Instrução escrita: Apresente, em duas frases, uma síntese do trecho fornecido.

Trecho fornecido:

((

Cassiano Antico

Foi uma única palavra que ouvi: Viva! (e eu me perdoei)

 
Eu aprendi a andar; por conseguinte, corro. Eu aprendi a voar; por conseguinte, não quero que me empurrem
-- "Assim falou Zaratustra: um livro para todos e para ninguém" / Friedrich Nietzsche
Foto: Luizclas/Pexels/Creative Commons

Por um longo período de minha existência eu era um ser por demais angustiado, arrependido das escolhas que havia feito e sabia ser o único responsável por tais escolhas.

Os dedos apontados sempre voltavam contra mim, como disparos quentes de armas mortais. Eu era fuzilado por mim mesmo e, muitas vezes, quis culpar o mundo.

E culpei a todos! A todos: sem exceção! Não consegui me sustentar em nenhuma filosofia alheia, fosse "sensivel ou intelegível" (como a de Platão), e nem num mundo onde "O inferno são os outros"; não fui capaz de me refugiar na montanha do Zaratustra de Nietzsche; senti muito frio e solidão.

E nem no silêncio absoluto de Buda, que era ensurdecedor e não tinha alegria e nem a fraternidade de Cristo.

))

Registros fornecidos:
((

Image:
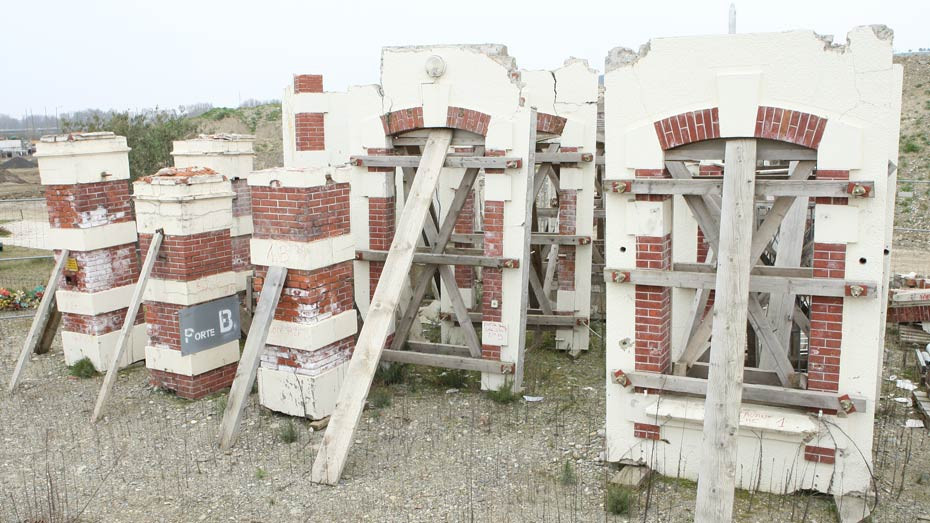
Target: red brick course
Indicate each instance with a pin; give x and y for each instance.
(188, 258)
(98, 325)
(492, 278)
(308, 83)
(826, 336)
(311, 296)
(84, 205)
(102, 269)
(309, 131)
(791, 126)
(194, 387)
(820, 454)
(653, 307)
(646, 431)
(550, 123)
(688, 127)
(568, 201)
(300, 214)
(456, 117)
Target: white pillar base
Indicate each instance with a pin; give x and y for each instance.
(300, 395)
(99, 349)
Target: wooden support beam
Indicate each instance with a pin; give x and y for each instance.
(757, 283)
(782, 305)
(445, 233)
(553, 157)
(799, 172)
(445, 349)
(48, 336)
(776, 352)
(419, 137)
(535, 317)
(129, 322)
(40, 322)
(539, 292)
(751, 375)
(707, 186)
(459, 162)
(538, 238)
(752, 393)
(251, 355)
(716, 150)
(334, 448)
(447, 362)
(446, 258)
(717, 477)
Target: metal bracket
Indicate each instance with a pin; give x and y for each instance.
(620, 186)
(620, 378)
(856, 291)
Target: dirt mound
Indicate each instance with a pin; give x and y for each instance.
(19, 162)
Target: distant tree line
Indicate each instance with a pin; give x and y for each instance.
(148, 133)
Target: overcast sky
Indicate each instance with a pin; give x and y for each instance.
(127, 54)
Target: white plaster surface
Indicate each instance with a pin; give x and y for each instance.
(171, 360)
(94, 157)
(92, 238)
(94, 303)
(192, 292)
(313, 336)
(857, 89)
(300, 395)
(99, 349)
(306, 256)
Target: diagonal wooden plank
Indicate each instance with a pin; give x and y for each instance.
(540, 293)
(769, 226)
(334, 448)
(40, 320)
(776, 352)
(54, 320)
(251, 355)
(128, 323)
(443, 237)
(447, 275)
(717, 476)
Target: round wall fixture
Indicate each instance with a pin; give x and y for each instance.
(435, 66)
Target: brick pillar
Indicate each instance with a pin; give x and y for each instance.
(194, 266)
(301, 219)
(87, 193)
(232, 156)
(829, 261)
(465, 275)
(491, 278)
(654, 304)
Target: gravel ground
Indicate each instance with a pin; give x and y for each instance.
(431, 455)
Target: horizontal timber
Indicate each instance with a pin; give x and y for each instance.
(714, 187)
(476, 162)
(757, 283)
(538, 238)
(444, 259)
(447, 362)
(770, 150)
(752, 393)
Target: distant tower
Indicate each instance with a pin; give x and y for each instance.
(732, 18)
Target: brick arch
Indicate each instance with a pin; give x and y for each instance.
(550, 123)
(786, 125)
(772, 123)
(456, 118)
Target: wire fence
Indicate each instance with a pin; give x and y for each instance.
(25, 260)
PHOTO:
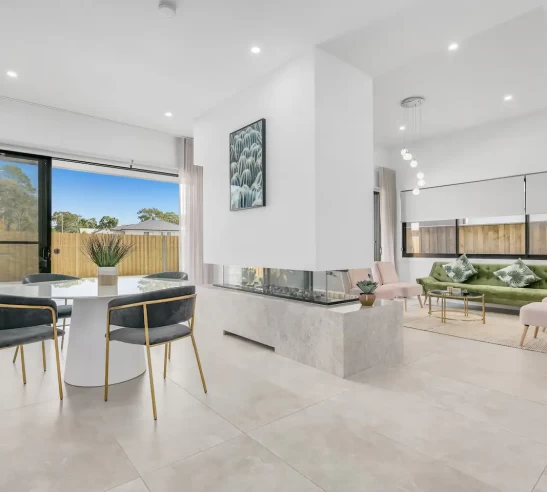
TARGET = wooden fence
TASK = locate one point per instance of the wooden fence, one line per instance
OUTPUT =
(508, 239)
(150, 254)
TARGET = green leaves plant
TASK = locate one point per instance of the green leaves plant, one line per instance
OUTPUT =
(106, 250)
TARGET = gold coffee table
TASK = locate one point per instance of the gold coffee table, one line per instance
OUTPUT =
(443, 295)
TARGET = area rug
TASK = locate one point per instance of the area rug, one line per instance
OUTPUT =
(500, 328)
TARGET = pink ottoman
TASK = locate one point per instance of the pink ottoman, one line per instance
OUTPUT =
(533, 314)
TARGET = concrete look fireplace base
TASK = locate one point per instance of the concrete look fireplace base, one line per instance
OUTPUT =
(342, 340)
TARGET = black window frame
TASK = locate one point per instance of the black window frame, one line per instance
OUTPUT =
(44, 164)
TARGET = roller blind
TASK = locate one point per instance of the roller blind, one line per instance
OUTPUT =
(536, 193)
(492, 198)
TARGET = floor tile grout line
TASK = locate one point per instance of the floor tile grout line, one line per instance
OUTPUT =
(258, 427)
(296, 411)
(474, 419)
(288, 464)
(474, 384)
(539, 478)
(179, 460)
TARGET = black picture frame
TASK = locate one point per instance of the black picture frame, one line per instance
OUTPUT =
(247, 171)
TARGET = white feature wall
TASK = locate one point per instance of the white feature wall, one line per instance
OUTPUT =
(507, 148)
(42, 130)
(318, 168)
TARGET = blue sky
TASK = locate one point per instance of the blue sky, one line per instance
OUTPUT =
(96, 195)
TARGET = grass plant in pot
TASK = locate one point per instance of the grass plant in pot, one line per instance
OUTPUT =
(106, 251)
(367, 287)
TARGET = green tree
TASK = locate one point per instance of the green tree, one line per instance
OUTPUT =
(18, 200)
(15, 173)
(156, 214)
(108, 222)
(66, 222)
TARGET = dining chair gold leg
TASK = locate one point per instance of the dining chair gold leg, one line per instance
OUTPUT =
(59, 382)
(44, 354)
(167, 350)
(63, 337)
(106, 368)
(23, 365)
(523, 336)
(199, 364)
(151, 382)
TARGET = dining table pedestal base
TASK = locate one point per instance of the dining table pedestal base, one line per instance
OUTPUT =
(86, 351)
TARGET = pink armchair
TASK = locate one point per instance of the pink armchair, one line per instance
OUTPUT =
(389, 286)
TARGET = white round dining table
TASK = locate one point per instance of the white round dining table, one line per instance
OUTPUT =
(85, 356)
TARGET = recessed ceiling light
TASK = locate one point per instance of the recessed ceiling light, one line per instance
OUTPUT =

))

Resposta do exercício: Quem narra relata ter vivido por um longo período em angústia e arrependimento pelas escolhas feitas, sabendo que a responsabilidade por elas era exclusivamente sua, e sentia-se alvejado por si mesmo. Conta ainda que culpou a todos, sem exceção, e que não conseguiu amparo em nenhuma filosofia alheia, nem na de Platão, nem na montanha do Zaratustra de Nietzsche, nem no silêncio absoluto de Buda.